Mazen "Maz" Trakh (born July 3, 1962) is a Jordanian-American professional basketball coach. He has coached in the National Basketball Association (NBA), Continental Basketball Association (CBA), American Basketball Association (ABA) and overseas.

Playing career
Trakh attended La Quinta High School in Westminster, California, where he was a teammate on the basketball team with Johnny Rogers. He played college basketball for the Southern Utah Thunderbirds from 1983 to 1986.

Coaching career
Trakh served as an assistant coach at Riverside Community College from 1989 to 1993 and for the UC Irvine Anteaters from 1994 to 1996.

Trakh helped lead Jordanian club Fastlink to the 2006 FIBA Asia Club Championship. His team became the first Jordanian team to ever win the championship.

NBA 
Trakh began working with the Oklahoma City Thunder prior to the 2010–11 season, serving as the assistant coach focusing on player development for three seasons.

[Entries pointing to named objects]
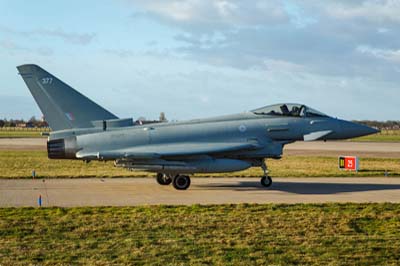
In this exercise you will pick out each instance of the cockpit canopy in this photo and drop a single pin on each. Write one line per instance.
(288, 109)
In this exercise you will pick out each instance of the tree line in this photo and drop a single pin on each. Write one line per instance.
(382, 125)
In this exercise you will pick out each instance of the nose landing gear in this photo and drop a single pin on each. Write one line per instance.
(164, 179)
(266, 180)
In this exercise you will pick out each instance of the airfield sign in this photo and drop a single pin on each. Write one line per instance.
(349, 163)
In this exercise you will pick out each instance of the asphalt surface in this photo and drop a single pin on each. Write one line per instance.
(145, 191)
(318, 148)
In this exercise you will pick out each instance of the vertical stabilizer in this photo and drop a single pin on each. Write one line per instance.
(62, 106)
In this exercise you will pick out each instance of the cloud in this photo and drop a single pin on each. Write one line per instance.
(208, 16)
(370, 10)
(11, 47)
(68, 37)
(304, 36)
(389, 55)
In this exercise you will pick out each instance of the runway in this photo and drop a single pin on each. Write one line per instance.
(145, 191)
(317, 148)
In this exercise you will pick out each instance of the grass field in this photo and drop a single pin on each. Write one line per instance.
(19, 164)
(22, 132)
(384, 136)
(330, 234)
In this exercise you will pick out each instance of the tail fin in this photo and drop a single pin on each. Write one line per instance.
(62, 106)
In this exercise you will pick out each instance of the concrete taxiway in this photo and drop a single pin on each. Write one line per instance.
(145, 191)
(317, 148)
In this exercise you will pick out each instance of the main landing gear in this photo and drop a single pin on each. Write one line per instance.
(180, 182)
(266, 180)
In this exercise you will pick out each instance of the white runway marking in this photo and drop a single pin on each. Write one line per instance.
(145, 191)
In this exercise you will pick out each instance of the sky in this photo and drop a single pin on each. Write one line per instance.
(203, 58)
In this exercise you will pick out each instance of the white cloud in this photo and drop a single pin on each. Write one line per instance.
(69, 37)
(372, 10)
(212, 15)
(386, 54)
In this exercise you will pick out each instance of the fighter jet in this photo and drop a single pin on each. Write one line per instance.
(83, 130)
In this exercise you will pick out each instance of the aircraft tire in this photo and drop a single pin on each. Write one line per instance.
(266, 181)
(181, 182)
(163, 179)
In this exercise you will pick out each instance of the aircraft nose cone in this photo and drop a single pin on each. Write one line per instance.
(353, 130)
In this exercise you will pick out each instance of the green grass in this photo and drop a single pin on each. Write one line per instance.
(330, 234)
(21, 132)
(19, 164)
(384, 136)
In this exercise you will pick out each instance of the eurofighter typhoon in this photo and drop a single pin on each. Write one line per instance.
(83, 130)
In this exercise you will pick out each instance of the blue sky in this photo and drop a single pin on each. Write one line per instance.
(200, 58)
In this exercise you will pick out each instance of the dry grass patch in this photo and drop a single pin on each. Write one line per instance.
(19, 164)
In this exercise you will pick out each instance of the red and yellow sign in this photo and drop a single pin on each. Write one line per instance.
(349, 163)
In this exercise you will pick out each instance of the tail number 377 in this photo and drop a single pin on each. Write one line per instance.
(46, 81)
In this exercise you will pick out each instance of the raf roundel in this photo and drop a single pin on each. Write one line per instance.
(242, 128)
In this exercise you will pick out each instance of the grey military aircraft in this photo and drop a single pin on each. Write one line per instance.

---

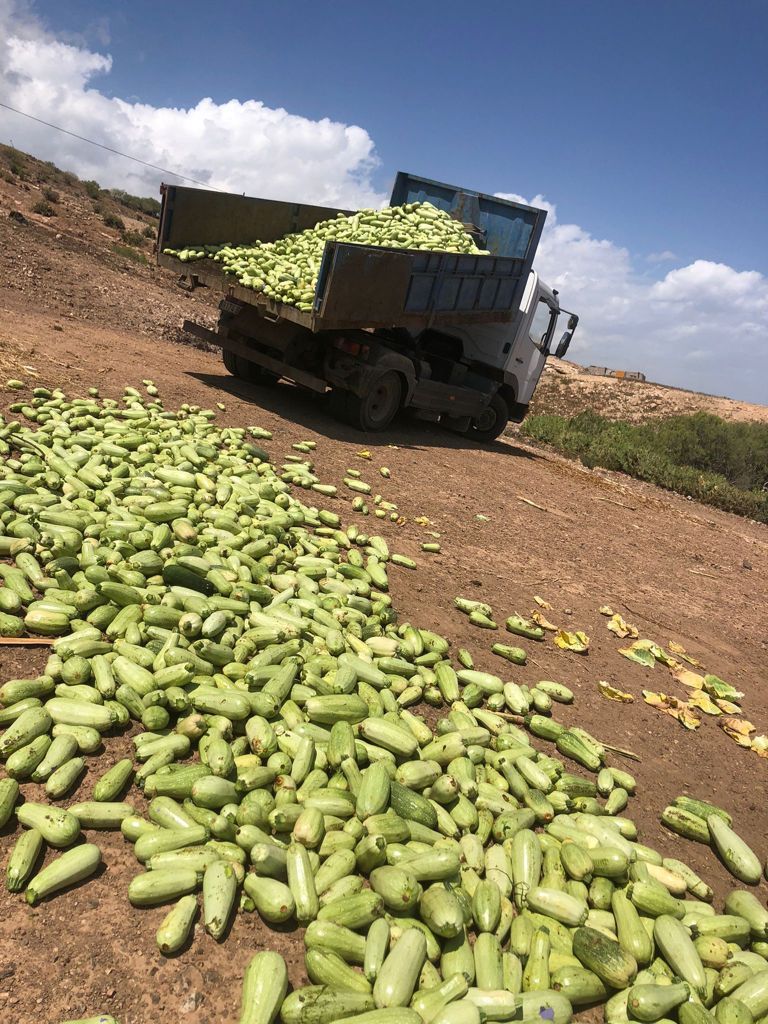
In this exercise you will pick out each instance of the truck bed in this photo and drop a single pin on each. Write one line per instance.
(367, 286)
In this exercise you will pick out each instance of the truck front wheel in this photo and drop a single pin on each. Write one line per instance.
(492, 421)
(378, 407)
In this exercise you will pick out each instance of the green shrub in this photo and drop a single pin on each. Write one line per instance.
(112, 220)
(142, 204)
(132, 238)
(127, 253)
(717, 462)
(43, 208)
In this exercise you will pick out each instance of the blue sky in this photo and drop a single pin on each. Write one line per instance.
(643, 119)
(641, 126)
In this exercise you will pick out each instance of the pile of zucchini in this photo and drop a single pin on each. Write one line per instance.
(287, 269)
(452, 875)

# [Problems to work on]
A: In the coach biography, which college team did Trakh play for from 1983 to 1986?
B: Summarize the coach biography in two sentences.

# [Responses by task]
A: The Southern Utah Thunderbirds.

B: Mazen "Maz" Trakh is a Jordanian-American professional basketball coach who played college basketball for Southern Utah from 1983 to 1986 and has coached in the NBA, CBA, ABA and overseas. After assistant jobs at Riverside Community College and UC Irvine, he helped lead Fastlink to the 2006 FIBA Asia Club Championship, the first won by a Jordanian team, and he joined the Oklahoma City Thunder before the 2010–11 season as an assistant focused on player development.